## Текст для чтения:
_ _ _

По мере оформления ведомств и служб появляются специальные клятвы для служителей каждого из них: для служителей Парламента (сначала в 1320 г. для глав суда, а с 1336 г и для остальных советников); для Казначейства, Монетной палаты, Палаты счетов и Канцелярии[1045]. Затем обязанность приносить клятву была распространена не только на ординарные (штатные) службы, но и на временные комиссии. Так, службы комиссаров с начала XIV в., как и службы ревизоров-реформаторов с эпохи «мармузетов», давались только на условиях принесения клятвы[1046]. И даже функция придворного историографа к началу XV в. потребовала принесения клятвы, что превращало ее в королевскую службу[1047]. Наконец, особые клятвы появляются в конце XIV в. для опекунов короля, а в конце XV в. для пэров Франции[1048]. Каждый новый ордонанс о ведомстве и службе или каждая новая обязанность, предписываемая чиновнику, требовали принесения новой клятвы. Так, ордонанс от 1 марта 1345 г. потребовал от всех членов Парламента принести клятву, и список принесших ее зафиксирован в конце текста в регистре ордонансов; ордонансы 5 февраля 1389 и 7 января 1408 г. предусмотрели принесение клятвы служителями Парламента, Палаты счетов, Казначейства и членами Королевского совета «его хранить и соблюдать»[1049].
Во время политического кризиса 1355–1358 гг. выявилась общественная значимость самого факта принесения клятвы как главной и, по сути, единственной гарантии исполнения человеком возложенных на него обязательств. В ордонансе декабря 1355 г. клятва призвана была гарантировать исполнение его статей. Например, созданная этим ордонансом служба генеральных сборщиков налогов предусматривала присягу этих чиновников королю «хорошо и законно исполнять свои обязанности», а контролирующим их работу комиссарам и депутатам — не подчиняться приказам, противоречащим принятым на Штатах решениям. В качестве гарантии решения не тратить на иные нужды, кроме войны, деньги из вотированного Штатами налога, клятву должны были принести король Иоанн Добрый, его супруга, наследник престола и принцы крови «и все наши чиновники, наместники (лейтенанты), коннетабли, маршалы, адмиралы, казначеи, суперинтенданты, генеральные сборщики и все прочие». Соблюдать в целом принятый ордонанс должны были поклясться сам король, канцлер, члены Королевского совета, служители Канцелярии, Казначейства и Монетного двора[1050].

_ _ _

## Задание:
Перечислите все ордонансы, для которых в тексте о клятвах чиновников указана дата издания.

_ _ _

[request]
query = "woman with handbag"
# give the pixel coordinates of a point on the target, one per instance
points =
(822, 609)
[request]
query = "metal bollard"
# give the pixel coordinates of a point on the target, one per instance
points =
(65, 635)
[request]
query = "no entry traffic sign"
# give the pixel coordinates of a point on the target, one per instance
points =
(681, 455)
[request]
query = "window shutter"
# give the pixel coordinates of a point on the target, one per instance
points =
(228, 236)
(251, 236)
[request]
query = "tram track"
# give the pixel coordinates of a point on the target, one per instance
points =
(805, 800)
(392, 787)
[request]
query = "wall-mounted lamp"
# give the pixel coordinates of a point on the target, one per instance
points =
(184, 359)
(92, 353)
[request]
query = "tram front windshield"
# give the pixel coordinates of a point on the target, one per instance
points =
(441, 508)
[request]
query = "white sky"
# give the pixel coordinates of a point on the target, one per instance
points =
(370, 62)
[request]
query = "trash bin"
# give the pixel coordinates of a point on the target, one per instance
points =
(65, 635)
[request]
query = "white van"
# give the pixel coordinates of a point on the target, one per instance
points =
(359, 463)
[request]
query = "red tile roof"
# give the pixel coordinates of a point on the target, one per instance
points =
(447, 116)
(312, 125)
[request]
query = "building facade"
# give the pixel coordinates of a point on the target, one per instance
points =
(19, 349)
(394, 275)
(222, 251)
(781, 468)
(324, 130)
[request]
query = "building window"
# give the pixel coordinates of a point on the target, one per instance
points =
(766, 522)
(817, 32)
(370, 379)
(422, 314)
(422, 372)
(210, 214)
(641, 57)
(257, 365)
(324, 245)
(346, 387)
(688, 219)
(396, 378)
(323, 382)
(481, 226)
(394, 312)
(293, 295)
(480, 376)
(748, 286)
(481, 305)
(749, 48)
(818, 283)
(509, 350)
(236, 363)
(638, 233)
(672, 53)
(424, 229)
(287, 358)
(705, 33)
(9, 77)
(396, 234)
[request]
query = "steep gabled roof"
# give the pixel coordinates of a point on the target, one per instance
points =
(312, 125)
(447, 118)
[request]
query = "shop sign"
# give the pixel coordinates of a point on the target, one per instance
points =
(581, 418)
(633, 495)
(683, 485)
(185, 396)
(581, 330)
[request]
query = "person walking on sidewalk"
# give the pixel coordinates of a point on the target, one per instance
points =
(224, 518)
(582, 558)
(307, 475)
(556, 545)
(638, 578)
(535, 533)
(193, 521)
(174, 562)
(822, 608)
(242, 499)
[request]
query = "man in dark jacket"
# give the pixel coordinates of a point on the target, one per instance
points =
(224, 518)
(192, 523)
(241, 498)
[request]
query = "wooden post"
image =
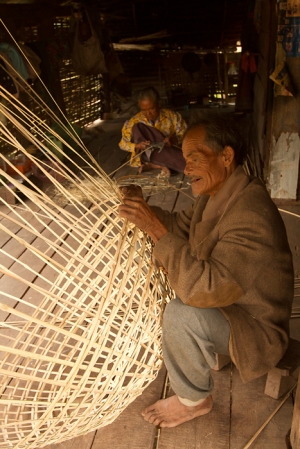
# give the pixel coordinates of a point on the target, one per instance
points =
(225, 78)
(219, 78)
(295, 432)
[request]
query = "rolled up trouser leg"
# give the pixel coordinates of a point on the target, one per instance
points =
(191, 337)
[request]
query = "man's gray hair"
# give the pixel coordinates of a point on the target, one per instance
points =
(149, 93)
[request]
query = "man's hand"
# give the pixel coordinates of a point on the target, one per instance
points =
(142, 145)
(136, 210)
(132, 190)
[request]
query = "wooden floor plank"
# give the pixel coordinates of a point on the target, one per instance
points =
(250, 408)
(82, 442)
(206, 432)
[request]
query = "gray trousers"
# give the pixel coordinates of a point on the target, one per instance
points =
(191, 337)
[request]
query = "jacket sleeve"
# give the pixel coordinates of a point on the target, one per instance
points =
(125, 143)
(243, 247)
(178, 223)
(180, 127)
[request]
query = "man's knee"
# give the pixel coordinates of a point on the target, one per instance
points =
(177, 313)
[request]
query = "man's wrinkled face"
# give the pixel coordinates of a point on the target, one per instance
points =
(149, 109)
(206, 168)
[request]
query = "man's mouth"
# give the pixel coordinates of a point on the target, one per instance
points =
(195, 180)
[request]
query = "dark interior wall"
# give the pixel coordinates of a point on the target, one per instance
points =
(263, 86)
(283, 163)
(49, 31)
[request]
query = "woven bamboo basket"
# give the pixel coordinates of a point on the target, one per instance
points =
(80, 298)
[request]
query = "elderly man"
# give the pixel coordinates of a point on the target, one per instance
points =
(229, 262)
(153, 124)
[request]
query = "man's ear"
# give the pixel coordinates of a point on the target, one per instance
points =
(228, 154)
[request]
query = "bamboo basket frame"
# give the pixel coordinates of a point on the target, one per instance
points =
(81, 308)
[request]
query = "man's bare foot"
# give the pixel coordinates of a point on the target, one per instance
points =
(171, 412)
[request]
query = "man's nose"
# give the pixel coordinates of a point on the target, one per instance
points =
(188, 169)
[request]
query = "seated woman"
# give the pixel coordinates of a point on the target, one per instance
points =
(153, 124)
(228, 260)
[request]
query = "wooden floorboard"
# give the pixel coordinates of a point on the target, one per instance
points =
(130, 430)
(206, 432)
(250, 409)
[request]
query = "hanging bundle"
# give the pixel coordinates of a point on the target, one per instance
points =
(80, 299)
(87, 56)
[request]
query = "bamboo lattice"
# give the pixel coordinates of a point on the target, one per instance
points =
(80, 298)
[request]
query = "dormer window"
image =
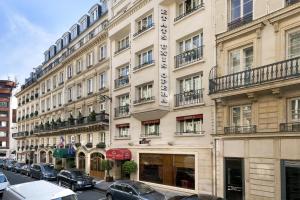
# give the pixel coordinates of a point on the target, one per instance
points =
(74, 32)
(66, 39)
(47, 56)
(58, 45)
(83, 23)
(52, 51)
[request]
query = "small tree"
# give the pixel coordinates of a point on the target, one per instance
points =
(107, 165)
(129, 167)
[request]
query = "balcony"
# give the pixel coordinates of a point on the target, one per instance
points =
(122, 49)
(289, 127)
(290, 2)
(150, 135)
(122, 111)
(188, 57)
(121, 82)
(189, 133)
(122, 137)
(143, 65)
(240, 21)
(73, 123)
(20, 134)
(144, 100)
(189, 98)
(189, 11)
(240, 129)
(283, 70)
(145, 28)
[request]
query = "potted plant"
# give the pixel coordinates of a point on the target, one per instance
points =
(80, 118)
(107, 165)
(92, 116)
(101, 145)
(128, 168)
(78, 144)
(89, 145)
(71, 119)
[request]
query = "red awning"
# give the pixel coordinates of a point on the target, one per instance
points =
(118, 154)
(182, 118)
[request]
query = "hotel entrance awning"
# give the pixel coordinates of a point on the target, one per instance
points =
(118, 154)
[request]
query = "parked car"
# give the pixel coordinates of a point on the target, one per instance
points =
(132, 190)
(8, 165)
(196, 197)
(2, 162)
(43, 171)
(74, 179)
(17, 166)
(38, 190)
(25, 169)
(4, 183)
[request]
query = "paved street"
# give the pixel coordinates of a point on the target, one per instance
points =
(15, 178)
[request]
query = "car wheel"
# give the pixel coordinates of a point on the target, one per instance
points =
(73, 187)
(109, 197)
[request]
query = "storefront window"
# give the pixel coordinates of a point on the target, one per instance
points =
(168, 169)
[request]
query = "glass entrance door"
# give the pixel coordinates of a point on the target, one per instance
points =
(234, 179)
(290, 180)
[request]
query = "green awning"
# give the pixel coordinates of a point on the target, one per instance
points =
(64, 153)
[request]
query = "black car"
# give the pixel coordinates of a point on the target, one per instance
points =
(17, 166)
(74, 179)
(196, 197)
(43, 171)
(25, 169)
(8, 165)
(2, 161)
(132, 190)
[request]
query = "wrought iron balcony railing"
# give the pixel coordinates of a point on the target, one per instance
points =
(71, 123)
(122, 48)
(148, 135)
(144, 100)
(189, 98)
(121, 82)
(282, 70)
(189, 11)
(145, 28)
(240, 129)
(143, 64)
(289, 127)
(122, 111)
(290, 2)
(188, 57)
(240, 21)
(189, 133)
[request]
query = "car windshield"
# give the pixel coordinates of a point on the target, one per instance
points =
(70, 197)
(77, 174)
(48, 167)
(2, 179)
(142, 188)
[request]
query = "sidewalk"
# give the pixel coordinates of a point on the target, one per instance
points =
(103, 185)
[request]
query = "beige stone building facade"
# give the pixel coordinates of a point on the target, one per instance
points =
(255, 86)
(152, 102)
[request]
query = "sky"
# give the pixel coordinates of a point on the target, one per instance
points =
(30, 27)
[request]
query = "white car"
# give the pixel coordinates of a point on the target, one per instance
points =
(3, 182)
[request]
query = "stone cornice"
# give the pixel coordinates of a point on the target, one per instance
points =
(137, 5)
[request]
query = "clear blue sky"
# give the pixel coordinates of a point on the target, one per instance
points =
(29, 27)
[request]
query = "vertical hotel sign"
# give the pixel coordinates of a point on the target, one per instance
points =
(163, 57)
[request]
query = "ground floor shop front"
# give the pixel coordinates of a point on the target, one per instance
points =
(258, 168)
(182, 169)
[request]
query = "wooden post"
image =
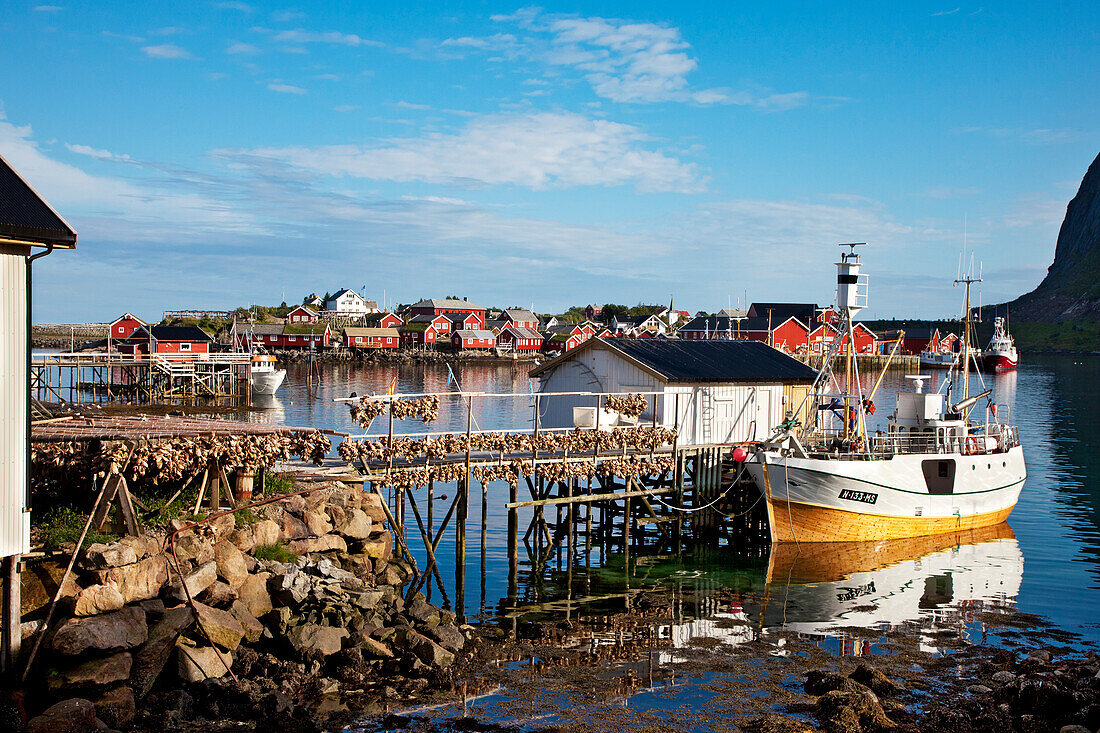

_ _ _

## Ответ:
- ордонанс от 1 марта 1345 г.
- ордонанс 5 февраля 1389 г.
- ордонанс 7 января 1408 г.
- ордонанс декабря 1355 г.